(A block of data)

-- START --

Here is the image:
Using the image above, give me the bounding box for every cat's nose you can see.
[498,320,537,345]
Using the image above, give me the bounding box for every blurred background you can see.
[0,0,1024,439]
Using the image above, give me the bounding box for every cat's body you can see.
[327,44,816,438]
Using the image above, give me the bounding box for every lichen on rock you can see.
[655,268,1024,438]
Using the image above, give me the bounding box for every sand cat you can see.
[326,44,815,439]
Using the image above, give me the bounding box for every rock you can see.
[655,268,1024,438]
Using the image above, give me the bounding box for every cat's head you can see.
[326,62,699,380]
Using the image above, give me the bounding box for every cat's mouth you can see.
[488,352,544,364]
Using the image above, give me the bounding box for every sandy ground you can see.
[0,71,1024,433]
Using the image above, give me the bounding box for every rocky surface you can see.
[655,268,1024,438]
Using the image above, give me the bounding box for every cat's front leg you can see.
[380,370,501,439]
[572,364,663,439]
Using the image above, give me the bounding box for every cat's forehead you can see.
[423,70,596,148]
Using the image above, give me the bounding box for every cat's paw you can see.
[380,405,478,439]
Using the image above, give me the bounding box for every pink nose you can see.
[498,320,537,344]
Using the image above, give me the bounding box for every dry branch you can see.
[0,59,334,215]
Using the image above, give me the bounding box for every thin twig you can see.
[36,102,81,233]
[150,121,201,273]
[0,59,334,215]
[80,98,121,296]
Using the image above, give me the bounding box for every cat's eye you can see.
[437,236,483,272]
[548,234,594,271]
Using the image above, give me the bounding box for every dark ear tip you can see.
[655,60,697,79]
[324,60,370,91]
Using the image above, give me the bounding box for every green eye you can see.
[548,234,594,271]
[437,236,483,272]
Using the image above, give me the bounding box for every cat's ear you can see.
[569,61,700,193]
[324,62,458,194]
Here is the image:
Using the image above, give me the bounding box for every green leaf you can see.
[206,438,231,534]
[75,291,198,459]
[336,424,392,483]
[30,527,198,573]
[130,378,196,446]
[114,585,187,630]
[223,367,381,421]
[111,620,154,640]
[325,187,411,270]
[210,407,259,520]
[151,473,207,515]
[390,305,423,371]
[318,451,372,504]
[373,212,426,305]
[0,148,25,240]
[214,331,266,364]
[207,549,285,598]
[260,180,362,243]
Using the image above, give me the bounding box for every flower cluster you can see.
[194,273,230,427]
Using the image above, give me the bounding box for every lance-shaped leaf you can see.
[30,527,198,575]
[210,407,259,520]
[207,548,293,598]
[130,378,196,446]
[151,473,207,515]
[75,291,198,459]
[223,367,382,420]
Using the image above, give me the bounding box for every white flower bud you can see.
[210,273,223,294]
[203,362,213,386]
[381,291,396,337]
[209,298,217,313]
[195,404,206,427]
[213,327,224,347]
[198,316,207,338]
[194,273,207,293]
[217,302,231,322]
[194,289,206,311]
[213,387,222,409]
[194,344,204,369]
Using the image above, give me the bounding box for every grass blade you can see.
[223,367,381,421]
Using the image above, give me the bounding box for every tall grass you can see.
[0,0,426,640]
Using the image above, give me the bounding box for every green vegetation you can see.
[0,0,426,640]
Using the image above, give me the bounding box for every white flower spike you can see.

-- END --

* Directions for this task *
Rewrite the entries above, swapping "bounding box" for "enclosing rectangle" wherever it occurs and keeping everything else the same.

* The solution *
Here is the image:
Using the image above, give me the enclosing rectangle for every cat's nose you can see.
[498,320,537,345]
Using the image above, give me the enclosing rectangle for every blurred background you can see.
[0,0,1024,439]
Using the image above, give me the enclosing rectangle for every cat's body you can see.
[327,44,816,438]
Using the image above, give me the enclosing rectangle for every lichen on rock you can see.
[655,268,1024,438]
Using the image above, give me the enclosing rectangle for every sand cat you can see.
[326,44,815,439]
Using the image above, give me the enclosing rectangle for every rock you can see.
[655,268,1024,438]
Using the image above, give me the enclosing rectangle for every cat's head you can see.
[326,62,699,380]
Using the image above, give me the enclosing rectangle for every cat's mouth you can see.
[488,352,544,364]
Using the image above, give me the enclosing rectangle for every sandy ground you can see.
[0,71,1024,433]
Using the image above, give me the enclosing rectangle for every rocky surface you can see.
[655,268,1024,438]
Using the image above, give me the enclosing rectangle for every cat's front leg you can see.
[380,370,501,439]
[572,364,663,439]
Using the image above, give me the enclosing rectangle for every cat's forehead you can see.
[423,70,596,148]
Using the image above, give me the enclosing rectangle for every cat's paw you can see.
[380,405,478,439]
Using the image above, give me the enclosing rectangle for every pink nose you can see.
[498,320,537,344]
Using the image above, give me the enclosing rectangle for every dry branch you can see.
[0,59,334,215]
Using the image above, give me the enclosing rectangle for every thin twig you can see.
[36,102,81,233]
[150,121,201,273]
[0,59,334,215]
[80,98,121,296]
Using the image above, give me the enclosing rectangle for every cat's eye you can see.
[437,236,483,272]
[548,234,594,271]
Using the image above, give me the enclosing rectangle for every dark ear tip you can see.
[655,60,697,79]
[324,60,370,91]
Using the image above, give me the enclosing rectangle for every green eye you can see.
[548,234,594,271]
[437,236,483,272]
Using the image above, give me the enclosing rectangle for every cat's ear you can see.
[569,61,700,193]
[324,62,458,194]
Here is the image:
Using the image above, give me the enclosing rectangle for every green leaf you can see.
[206,438,231,534]
[75,291,198,459]
[336,424,392,483]
[30,527,198,573]
[130,378,196,446]
[114,585,187,630]
[223,367,381,421]
[111,620,154,640]
[325,187,411,270]
[210,407,259,520]
[151,473,207,515]
[390,305,423,371]
[318,451,372,504]
[373,212,426,305]
[0,148,25,240]
[214,331,266,364]
[207,549,285,598]
[260,180,362,243]
Using the image above, give me the enclosing rectangle for every flower cluster you can see.
[194,273,230,427]
Using the image above, give me the enclosing rectangle for every lance-shaped leaf you can see.
[30,527,198,575]
[210,407,259,520]
[207,548,293,598]
[130,378,196,446]
[151,473,207,515]
[75,291,198,459]
[223,367,382,420]
Using the image above, give me the enclosing rectangle for every white flower bud you can see.
[210,273,223,294]
[203,362,213,386]
[381,291,396,337]
[209,298,217,313]
[195,404,206,427]
[213,327,224,347]
[198,316,207,338]
[194,273,207,293]
[217,302,231,322]
[194,289,206,311]
[213,387,222,409]
[194,344,204,369]
Using the image above, give me the enclosing rectangle for every grass blade you can see.
[223,367,381,421]
Using the image above, give me the enclosing rectangle for every tall grass you can see.
[0,0,426,640]
Using the image above, give me the enclosing rectangle for every green vegetation you can see.
[0,0,426,640]
Using the image above, give me the enclosing rectangle for every white flower spike you can see.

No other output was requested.